Data shown:
..........

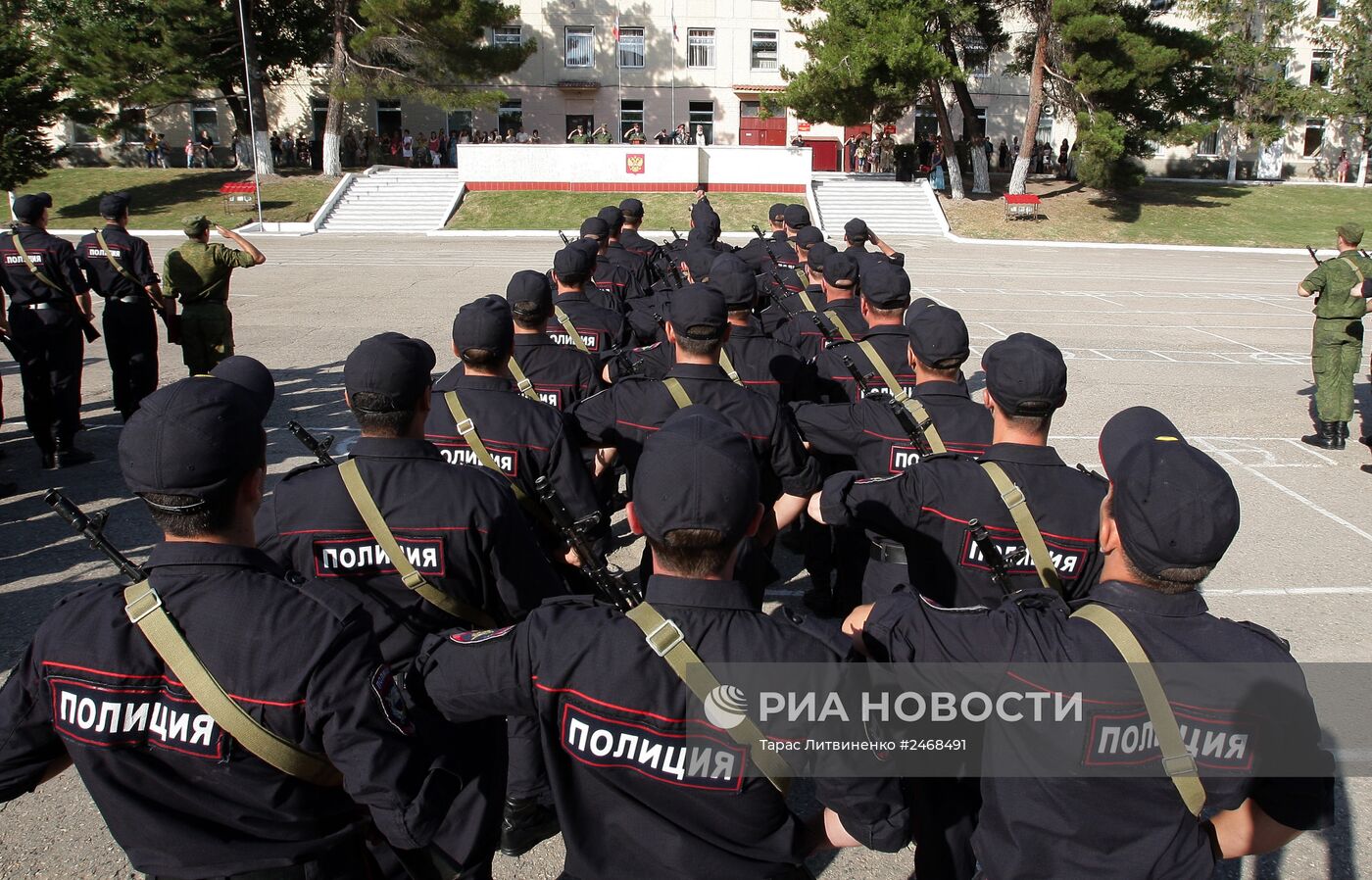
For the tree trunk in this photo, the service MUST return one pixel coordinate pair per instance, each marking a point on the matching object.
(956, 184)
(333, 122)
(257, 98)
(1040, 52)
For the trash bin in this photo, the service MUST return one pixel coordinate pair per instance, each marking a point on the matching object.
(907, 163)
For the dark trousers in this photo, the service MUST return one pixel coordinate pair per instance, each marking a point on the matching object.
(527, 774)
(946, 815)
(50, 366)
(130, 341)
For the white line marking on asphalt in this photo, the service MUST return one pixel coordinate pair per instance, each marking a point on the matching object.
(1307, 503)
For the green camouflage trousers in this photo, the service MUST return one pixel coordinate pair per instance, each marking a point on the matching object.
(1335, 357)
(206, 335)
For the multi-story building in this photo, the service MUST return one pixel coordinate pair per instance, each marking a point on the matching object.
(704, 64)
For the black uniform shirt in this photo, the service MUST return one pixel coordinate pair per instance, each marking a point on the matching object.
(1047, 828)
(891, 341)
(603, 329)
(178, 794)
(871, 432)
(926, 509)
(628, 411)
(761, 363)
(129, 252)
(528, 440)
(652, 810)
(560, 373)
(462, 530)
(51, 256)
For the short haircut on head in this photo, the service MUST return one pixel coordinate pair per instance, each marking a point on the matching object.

..........

Rewrite all of the material above, including each labeling sentence, and raise every pixel coordinate in the answer points by 49. Leave the pictures out.

The solution:
For the tree trunk in this photo, the service MUST return one pixel coordinate pair per instance, each marking a point on the matching object.
(1005, 233)
(382, 171)
(306, 147)
(1089, 101)
For the trash bin in this photo, the service MUST return one pixel coordinate pair per instance, each marking a point on the matching object.
(956, 212)
For the dark trousers in this photo, the service MUST return one pixel coordinate pair per instance, each marking a point on the matching object.
(576, 823)
(995, 864)
(99, 415)
(179, 390)
For the white line marking on asphalt in this photo, the service MUST return one pixel coordinate pair per instance, each marking a point on the matching object.
(1356, 552)
For the green camouflage trousers in this photo, the service MUST return one pixel coordinate pair per instance, each marking a point on the matching object.
(1384, 406)
(255, 384)
For the multi-story building in this photo, the service MUST return one pixel coordinate pair per instance, each marking a point on the matching object.
(753, 113)
For the black uniform shirt in this photo, the service MUST return one pixel coordinate pair per instance, each marking a point on the matching object.
(1096, 877)
(940, 390)
(652, 378)
(227, 843)
(920, 481)
(975, 558)
(677, 460)
(810, 412)
(178, 301)
(577, 489)
(701, 859)
(609, 422)
(511, 579)
(100, 305)
For the short haircut on head in this photo, the service MUST return one pixel coordinate pair per instance, each marking a point on the matching object.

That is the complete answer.